**Conjunto de tarefas:**
[1] Responda com base no diálogo sobre a condição humana:
(a) Na frase de Morin lembrada por Roberto na primeira fala, sem o que não há humanidade?
(b) Que ideal aparece, segundo Roberto, porque os seres humanos modernos acreditavam ter encontrado a racionalidade?
(c) Em quais práticas e atividades Inaiê diz que o mito, a magia e a razão se misturavam?
[2] Prossiga o diálogo sobre a condição humana a partir da última fala, mantendo a alternância entre Roberto e Inaiê.

**Texto de leitura:**
┌────────

Roberto – Lembro que Morin afirma que “a humanidade não se reduz, de modo algum, à animalidade, mas sem animalidade não há humanidade”. Eu considero essa frase muito profunda, ainda mais pelo fato de esquecermos constantemente que pertencemos ao cosmos, a natureza, existem condições que dependemos para viver, embora ignoremos.

Inaiê – Sem contar que nos consideramos melhores que todos os demais seres viventes, já que  muitas vezes temos apenas a sede por poder, pela produção como forma de gerar capital, mas que ao longo prazo todos os valores se desvanecem, ficando para traz o rastro da destruição e a nossa condição contraditória de seres conscientes e imbecis, ignorando a necessidade de preservar, o que contradiz com o enraizamento cósmico e com nossa condição biológica.

Roberto – Interessante que as condições biológicas possibilitaram o desenvolvimento do ser humano, ao mesmo tempo as condições sociais, culturais instigaram a forma de ser do humano, construindo uma condição que vai além do biológico e físico, ganha uma esfera da linguagem, da consciência e até mesmo espiritual.

Inaiê – Eu fico admirada ao pensar o desenvolvimento do ser humano, nas práticas funerárias, nas atividades de caça na pré-história, o mito, a magia e a razão se misturavam, a capacidade de aprender com as experiências trouxe muitas inovações, novas formas de ser.

Roberto – Edgar Morin traz outra observação importante, pois os seres humanos modernos acreditavam ter encontrado a racionalidade, por isso aparece o ideal do iluminismo, contudo, as religiões e os mitos sobreviveram com mais intensidade, surgiu o mito do estado nacional, barreiras foram postas e esses humanos passaram inclusive a promover perseguições em nome dessas ideias, ironicamente, como diz o autor, “o mito introduziu-se no pensamento racional no momento em que este pensava tê-lo expulsado”.

Inaiê – Por esse motivo, podemos dizer que o ser humano entra em contradição, dizemos que somos seres racionais e conscientes e, ao mesmo tempo, matamos em nome de nossas crenças.

Roberto – Tem uma outra passagem desse autor que eu considero extraordinária, ele diz mais ou menos assim: “somos tão diferentes, pelo motivo de sermos tão iguais”.

└────────

(Trechos de dados de rotulagem de locais)
┌────────

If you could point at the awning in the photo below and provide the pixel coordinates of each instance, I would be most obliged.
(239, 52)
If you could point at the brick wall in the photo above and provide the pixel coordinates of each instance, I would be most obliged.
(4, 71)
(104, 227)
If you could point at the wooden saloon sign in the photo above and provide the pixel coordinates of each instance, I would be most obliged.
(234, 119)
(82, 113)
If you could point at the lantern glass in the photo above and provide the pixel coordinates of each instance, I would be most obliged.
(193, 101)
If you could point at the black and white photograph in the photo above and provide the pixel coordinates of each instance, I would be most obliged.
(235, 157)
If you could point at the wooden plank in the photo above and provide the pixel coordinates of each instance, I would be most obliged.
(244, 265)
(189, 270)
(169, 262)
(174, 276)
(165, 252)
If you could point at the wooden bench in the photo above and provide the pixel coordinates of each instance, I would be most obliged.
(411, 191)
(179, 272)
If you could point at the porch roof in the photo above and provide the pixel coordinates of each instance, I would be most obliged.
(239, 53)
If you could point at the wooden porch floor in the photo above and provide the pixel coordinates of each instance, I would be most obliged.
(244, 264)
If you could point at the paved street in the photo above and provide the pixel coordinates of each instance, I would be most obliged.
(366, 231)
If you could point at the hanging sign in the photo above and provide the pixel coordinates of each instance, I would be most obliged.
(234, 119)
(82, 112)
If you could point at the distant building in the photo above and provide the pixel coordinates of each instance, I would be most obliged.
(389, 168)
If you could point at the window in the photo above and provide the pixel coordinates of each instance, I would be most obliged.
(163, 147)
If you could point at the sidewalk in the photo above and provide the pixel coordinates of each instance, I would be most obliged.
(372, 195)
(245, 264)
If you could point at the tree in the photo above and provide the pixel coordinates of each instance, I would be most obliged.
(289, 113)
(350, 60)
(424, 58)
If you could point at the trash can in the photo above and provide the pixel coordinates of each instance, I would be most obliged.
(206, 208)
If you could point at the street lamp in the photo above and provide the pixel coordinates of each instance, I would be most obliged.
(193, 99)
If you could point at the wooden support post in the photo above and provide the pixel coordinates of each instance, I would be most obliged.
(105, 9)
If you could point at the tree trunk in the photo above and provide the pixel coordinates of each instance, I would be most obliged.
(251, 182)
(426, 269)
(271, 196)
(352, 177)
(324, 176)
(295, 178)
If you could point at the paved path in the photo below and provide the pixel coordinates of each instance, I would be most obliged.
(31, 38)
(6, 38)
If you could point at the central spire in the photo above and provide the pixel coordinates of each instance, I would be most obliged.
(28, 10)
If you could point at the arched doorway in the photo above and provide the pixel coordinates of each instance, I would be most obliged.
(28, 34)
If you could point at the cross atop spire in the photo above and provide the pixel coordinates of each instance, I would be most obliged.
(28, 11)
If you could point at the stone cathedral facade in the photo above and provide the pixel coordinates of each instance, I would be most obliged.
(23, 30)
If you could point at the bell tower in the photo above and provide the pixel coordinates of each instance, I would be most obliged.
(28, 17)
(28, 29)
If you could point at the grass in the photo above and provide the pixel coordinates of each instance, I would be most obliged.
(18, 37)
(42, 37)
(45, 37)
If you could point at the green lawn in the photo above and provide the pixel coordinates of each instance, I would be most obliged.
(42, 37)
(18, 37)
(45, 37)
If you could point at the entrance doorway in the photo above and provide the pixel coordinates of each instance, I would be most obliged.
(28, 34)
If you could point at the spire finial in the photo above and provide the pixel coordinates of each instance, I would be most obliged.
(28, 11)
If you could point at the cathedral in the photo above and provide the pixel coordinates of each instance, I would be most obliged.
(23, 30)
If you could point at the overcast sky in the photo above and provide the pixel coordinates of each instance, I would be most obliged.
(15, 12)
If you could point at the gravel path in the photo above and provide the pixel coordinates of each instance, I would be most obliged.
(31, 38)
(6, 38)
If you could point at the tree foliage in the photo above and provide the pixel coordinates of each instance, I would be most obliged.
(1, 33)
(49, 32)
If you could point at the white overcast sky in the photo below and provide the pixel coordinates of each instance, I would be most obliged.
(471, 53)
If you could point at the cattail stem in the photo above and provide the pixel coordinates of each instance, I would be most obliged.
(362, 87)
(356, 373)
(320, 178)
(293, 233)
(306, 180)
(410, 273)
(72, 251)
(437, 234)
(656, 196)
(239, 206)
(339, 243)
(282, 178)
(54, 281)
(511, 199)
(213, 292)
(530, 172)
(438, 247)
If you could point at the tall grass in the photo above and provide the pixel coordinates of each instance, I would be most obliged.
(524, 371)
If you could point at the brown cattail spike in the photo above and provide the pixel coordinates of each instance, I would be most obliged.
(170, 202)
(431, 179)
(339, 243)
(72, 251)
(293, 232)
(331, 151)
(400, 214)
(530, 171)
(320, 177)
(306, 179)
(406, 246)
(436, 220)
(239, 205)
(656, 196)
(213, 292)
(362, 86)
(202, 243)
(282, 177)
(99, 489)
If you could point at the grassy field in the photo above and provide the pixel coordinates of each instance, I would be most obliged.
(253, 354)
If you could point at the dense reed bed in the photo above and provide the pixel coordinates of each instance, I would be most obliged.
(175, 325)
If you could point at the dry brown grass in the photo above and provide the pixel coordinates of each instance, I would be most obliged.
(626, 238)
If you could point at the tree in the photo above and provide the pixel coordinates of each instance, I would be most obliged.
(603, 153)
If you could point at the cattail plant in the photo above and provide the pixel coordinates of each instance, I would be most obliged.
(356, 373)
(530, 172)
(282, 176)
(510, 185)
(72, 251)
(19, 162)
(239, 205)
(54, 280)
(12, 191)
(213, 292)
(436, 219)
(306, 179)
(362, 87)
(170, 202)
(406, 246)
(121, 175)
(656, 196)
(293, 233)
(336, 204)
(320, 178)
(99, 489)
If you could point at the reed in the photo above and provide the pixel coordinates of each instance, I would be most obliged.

└────────

**Respostas às tarefas:**
[1]
(a) Sem animalidade.
(b) O ideal do iluminismo.
(c) Nas práticas funerárias e nas atividades de caça na pré-história.

[2]
Inaiê – Não entendi!

Roberto – O ser humano tem uma unidade criadora, por esse motivo criamos formas distintas de ser, de expressar, de organizar as coisas, temos uma unidade na diversidade, como diz o autor: “o tesouro da humanidade está na diversidade criadora, mas a fonte da sua criatividade está na sua unidade geradora”.

Inaiê – É uma constatação fantástica e emblemática, já que as pessoas não conseguem trabalhar com a diversidade, muitas vezes negam com veemência, até matam, esquecem que o grande pressuposto da identidade está na diversidade, muitas vezes querem conservar valores, por considerar uma pressuposta solidez, em contrapartida, a natureza humana nos aspectos biológicos  e espirituais revelam que não há elementos valorativos sólidos, formas estáticas, o único pressuposto unitário está na capacidade criativa e na diversidade, no movimento e na mudança.

Roberto: Considero coerente o que diz, os grandes assassinos, que dizimaram milhares de pessoas, os piores facínoras, sempre apresentavam um pretensioso   pressuposto como justificativa, cujos alicerces estão no mito de uma verdade única, quem não se enquadrava, passava ser visto como inimigo, alguém que deveria ser eliminado.

Inaiê- Vejo que por detrás da pretensa verdade única, de um mito, existe um conjunto de interesses velados, não manifestados, todo movimento para consolidação de objetivos obscuros envolve muitas estratégias de manipulação, de fazer as pessoas beberem e tomarem como parte de si um conceito que não foi gerado inicialmente por elas, apenas se dão conta muito tempo depois, quando a ruína e o sangue de muitos inocentes passam a jorrar sem razão, simplesmente pelo motivo de terem seguido sem crítica o pensamento, a crença que uma determinada pessoa ou grupo foi capaz de dizer.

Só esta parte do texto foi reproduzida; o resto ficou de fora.